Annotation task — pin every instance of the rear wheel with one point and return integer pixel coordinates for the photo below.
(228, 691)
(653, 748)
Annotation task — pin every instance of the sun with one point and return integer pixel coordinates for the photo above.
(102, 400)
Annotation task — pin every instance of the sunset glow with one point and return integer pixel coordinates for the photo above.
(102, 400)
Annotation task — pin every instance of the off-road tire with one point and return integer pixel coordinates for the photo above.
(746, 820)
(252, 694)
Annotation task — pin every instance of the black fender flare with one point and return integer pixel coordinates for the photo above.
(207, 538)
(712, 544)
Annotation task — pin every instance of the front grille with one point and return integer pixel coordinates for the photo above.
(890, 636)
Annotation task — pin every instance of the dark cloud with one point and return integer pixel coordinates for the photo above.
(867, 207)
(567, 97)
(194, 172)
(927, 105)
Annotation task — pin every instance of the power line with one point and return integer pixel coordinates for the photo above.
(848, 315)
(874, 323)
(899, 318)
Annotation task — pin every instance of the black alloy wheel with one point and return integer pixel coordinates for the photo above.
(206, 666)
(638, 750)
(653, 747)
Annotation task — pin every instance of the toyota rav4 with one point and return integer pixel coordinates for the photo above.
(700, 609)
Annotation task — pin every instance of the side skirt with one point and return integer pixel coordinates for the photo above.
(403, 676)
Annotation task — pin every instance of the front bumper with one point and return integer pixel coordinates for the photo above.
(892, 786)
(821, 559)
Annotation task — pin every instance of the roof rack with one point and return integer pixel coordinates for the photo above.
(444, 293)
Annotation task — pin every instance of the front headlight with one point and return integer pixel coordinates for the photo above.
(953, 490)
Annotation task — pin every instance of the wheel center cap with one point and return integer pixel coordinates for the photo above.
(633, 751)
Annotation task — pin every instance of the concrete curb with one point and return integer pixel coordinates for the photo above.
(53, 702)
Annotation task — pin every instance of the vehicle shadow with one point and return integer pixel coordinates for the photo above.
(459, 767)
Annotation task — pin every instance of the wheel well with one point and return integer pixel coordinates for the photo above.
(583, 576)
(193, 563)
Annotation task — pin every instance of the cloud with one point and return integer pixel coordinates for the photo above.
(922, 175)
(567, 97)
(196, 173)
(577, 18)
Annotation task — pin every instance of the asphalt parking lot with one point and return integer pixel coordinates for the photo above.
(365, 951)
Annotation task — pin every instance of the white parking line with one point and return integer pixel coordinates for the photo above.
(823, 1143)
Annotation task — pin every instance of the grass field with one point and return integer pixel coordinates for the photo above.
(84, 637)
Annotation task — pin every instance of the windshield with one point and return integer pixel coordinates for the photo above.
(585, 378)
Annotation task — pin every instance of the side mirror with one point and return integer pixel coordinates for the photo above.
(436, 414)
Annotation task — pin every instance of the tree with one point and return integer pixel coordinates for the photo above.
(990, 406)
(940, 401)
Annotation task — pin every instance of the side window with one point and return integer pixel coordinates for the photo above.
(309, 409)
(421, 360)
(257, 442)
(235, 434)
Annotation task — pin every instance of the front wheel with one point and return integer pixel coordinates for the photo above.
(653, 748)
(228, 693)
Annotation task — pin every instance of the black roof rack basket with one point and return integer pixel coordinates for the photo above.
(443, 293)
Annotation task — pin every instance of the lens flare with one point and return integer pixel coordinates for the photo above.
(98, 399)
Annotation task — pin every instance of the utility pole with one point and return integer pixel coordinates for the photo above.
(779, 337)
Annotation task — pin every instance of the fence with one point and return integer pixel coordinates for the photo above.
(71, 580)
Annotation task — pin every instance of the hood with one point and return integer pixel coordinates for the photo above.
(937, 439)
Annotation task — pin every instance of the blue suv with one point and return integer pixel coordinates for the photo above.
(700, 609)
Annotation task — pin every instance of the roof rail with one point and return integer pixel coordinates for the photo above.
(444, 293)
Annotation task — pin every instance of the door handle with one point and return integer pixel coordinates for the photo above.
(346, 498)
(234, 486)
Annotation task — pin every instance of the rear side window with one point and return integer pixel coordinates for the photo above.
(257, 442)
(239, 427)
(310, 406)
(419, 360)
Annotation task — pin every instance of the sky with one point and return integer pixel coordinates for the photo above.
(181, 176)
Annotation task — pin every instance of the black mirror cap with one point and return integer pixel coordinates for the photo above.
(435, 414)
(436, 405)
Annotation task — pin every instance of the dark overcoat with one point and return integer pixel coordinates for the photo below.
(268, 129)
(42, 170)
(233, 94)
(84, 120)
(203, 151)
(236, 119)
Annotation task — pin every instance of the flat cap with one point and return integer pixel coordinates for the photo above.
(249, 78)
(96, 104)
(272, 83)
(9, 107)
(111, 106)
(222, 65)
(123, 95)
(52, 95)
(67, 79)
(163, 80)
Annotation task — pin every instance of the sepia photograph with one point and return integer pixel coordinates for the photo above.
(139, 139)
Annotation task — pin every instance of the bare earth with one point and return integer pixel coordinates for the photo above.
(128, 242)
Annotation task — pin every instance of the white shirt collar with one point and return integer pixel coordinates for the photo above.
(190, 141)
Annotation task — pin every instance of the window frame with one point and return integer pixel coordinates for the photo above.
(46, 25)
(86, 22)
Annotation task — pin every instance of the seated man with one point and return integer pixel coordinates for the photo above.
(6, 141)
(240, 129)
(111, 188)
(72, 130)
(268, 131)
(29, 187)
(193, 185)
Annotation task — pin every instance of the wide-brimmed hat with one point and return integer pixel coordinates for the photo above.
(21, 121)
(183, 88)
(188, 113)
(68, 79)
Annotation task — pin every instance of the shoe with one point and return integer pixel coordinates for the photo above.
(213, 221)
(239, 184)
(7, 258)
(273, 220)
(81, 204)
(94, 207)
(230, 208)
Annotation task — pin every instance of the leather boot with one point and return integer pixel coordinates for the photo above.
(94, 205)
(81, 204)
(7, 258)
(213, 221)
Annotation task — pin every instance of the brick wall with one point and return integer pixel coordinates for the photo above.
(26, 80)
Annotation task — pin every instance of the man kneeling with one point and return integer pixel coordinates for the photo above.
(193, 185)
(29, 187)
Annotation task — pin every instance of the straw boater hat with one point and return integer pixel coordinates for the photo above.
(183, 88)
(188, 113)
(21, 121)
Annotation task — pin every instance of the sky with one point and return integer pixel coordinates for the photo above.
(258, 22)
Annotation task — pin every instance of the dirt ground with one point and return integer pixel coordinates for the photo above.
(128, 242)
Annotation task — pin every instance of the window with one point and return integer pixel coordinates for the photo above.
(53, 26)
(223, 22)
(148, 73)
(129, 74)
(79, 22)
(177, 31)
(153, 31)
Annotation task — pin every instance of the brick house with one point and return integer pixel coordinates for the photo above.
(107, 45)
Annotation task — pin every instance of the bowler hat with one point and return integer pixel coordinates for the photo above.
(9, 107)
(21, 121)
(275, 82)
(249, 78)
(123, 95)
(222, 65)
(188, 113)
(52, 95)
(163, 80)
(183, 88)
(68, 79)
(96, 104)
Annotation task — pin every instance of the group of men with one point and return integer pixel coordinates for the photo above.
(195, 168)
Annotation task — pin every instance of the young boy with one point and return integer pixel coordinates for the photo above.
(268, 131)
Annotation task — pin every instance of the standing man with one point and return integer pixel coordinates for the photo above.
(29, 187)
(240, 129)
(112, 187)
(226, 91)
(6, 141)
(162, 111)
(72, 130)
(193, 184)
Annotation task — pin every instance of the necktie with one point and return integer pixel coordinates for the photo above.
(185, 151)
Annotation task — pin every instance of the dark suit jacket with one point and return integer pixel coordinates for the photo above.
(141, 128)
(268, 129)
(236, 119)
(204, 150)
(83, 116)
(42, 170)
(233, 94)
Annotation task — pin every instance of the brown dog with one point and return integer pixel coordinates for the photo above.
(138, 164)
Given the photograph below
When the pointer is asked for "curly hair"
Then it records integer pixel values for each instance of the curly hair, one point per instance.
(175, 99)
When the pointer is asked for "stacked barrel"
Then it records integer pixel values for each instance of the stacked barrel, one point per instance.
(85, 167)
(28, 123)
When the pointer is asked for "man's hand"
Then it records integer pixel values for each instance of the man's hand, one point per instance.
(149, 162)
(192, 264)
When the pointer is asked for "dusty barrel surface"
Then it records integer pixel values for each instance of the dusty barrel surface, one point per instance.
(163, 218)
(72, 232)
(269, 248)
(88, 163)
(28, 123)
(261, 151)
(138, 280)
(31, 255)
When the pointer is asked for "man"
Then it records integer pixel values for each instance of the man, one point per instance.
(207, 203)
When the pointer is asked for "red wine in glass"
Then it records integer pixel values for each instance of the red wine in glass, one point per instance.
-=-=-=-=-
Search the entries above for the word "glass" and count the lines that hold it. Reply with only that number.

- Task result
2